## Ausgewählter Textauszug:
..............................

■ Kultur-Kehraus
: Wird Sparen privatisiert?

Freitag, später Nachmittag, das Fenster geöffnet, ein Windstoß, und schon liegt ein Papier auf dem Schreibtisch: Es trägt den Titel „Nachhaltige Neuordnung und Konsolidierung der bremischen Kulturpolitik und Kulturfinanzierung“und wird dem Koalitionsausschuß an diesem Wochenende vorgelegt. Die angekündigte „Neuordnung“sieht vor, den größten Teil der Kulturbehörde zu privatisieren. Was bloß nach einem formalen Akt klingt, hätte tatsächlich nachhaltige Folgen.

„Die Sicherung der kulturellen Grundversorgung Bremens ist auch in Zeiten großer Haushaltsenge unverzichtbar“, heißt es einleitend in der Senatsvorlage, an deren Erstellung dem Vernehmen nach Vertreter aus dem Kahrs-Ressort und der Senatskanzlei mitgewirkt haben. Mit dieser Feststellung wird zugleich konstatiert, daß die vorgesehenen Eckwertbildungen im Kulturbereich nur durch Schließung großer Einrichtungen „realisierbar“seien. Nach gegenwärtigem Stand sollen hier 1998 knapp 7,9 Millionen, 1999 fast elf und im Jahr 2000 rund 14,5 Millionen Mark konsumptive Mittel gestrichen werden. Damit, so das Papier, werde das Sanierungsprogramm ernsthaft gefährdet.

..............................

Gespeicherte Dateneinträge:
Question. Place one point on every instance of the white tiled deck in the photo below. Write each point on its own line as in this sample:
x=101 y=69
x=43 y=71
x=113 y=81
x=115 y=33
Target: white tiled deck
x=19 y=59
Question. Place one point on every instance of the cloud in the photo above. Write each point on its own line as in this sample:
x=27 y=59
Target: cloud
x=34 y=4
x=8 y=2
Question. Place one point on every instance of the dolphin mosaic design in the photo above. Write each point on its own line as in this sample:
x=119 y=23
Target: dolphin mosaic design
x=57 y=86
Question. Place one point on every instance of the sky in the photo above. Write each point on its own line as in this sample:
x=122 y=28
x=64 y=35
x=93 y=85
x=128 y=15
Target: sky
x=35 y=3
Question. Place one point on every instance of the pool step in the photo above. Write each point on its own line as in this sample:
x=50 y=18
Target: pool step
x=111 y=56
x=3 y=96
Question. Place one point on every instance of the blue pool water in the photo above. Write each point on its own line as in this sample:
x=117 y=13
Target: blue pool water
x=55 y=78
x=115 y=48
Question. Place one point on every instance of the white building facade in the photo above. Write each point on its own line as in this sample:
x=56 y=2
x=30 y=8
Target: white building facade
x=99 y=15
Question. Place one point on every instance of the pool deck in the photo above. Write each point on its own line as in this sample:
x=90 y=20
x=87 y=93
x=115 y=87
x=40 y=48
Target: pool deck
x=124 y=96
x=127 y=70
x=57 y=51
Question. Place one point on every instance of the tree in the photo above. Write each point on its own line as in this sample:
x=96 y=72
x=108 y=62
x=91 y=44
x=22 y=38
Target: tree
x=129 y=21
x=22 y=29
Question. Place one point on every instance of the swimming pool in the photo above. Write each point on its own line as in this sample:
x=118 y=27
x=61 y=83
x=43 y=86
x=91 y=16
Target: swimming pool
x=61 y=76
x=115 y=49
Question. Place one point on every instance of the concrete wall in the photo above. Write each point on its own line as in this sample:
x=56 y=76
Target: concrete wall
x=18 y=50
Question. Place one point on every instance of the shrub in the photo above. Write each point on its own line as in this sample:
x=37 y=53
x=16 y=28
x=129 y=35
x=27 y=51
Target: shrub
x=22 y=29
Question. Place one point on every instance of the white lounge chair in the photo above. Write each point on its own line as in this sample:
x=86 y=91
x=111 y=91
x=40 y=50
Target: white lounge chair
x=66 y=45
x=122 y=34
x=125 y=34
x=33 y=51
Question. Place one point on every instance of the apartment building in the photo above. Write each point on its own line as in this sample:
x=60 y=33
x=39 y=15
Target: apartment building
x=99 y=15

..............................

## Gestellte Aufgabe:
Gib den Textauszug über die bremische Kulturpolitik wortgetreu wieder, und zwar alles von „Freitag, später Nachmittag, das“ bis hinunter zu „tatsächlich nachhaltige Folgen.“.

## Ergebnis dieser Übung:
Freitag, später Nachmittag, das Fenster geöffnet, ein Windstoß, und schon liegt ein Papier auf dem Schreibtisch: Es trägt den Titel „Nachhaltige Neuordnung und Konsolidierung der bremischen Kulturpolitik und Kulturfinanzierung“und wird dem Koalitionsausschuß an diesem Wochenende vorgelegt. Die angekündigte „Neuordnung“sieht vor, den größten Teil der Kulturbehörde zu privatisieren. Was bloß nach einem formalen Akt klingt, hätte tatsächlich nachhaltige Folgen.